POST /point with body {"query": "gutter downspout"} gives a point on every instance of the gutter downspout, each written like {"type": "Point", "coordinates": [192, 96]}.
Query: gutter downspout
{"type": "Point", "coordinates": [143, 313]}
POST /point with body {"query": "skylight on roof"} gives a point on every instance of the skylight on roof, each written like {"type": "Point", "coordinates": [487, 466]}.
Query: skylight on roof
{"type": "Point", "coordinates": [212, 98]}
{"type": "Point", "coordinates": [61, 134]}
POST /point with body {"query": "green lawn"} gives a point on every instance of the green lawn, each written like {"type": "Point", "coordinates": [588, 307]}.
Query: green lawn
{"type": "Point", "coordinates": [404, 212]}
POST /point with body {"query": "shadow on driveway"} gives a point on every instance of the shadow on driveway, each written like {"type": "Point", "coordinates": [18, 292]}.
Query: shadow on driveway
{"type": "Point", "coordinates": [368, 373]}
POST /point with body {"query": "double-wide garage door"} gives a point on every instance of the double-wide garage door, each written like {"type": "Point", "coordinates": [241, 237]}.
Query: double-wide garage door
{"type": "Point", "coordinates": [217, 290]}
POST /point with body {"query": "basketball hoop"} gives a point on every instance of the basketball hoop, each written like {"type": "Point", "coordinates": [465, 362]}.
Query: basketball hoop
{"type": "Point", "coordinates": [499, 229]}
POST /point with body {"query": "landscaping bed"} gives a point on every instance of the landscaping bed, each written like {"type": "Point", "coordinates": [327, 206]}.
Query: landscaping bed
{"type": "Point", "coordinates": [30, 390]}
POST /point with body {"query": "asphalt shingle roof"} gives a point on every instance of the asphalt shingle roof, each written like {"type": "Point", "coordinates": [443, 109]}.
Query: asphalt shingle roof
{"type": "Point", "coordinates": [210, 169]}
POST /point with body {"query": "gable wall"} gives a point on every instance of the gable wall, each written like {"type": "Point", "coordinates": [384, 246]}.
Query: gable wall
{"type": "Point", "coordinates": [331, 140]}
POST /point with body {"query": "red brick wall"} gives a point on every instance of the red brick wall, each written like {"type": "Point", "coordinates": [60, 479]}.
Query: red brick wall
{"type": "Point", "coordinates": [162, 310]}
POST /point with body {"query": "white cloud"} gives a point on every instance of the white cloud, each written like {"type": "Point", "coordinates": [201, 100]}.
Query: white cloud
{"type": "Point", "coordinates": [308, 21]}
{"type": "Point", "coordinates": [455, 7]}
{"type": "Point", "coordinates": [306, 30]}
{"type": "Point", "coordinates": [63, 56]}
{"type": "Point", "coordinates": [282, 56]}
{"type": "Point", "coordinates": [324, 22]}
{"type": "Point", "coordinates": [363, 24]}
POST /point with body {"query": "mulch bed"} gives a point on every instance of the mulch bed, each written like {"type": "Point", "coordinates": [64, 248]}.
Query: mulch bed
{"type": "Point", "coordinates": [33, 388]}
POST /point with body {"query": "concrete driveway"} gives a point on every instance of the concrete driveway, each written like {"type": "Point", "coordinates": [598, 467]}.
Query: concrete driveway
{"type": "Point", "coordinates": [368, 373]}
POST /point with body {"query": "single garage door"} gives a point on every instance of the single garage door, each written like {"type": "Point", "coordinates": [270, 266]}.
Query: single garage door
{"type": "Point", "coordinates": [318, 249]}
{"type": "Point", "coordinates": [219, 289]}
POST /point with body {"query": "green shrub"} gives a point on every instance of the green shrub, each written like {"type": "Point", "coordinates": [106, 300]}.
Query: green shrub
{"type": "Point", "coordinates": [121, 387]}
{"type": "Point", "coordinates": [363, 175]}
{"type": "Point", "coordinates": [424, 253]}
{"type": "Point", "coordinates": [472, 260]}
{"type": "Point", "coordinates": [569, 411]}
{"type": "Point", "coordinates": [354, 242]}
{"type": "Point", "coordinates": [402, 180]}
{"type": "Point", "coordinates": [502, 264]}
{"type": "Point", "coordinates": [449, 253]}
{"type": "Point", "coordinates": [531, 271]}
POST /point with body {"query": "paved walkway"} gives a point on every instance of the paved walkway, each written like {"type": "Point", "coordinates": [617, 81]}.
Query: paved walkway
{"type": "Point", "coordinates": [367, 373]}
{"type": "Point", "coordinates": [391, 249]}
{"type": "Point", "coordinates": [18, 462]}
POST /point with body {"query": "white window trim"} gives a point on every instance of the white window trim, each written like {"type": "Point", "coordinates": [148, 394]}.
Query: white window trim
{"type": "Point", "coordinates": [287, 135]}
......
Exercise task. Rename "window trim" to "window frame" in the material from the line containing "the white window" through the end, and give those lines again with nothing else changed.

Solved problem.
POST /point with body {"query": "white window frame"} gives a point on every instance of the white window frame, each written like {"type": "Point", "coordinates": [148, 394]}.
Query: white window frame
{"type": "Point", "coordinates": [287, 135]}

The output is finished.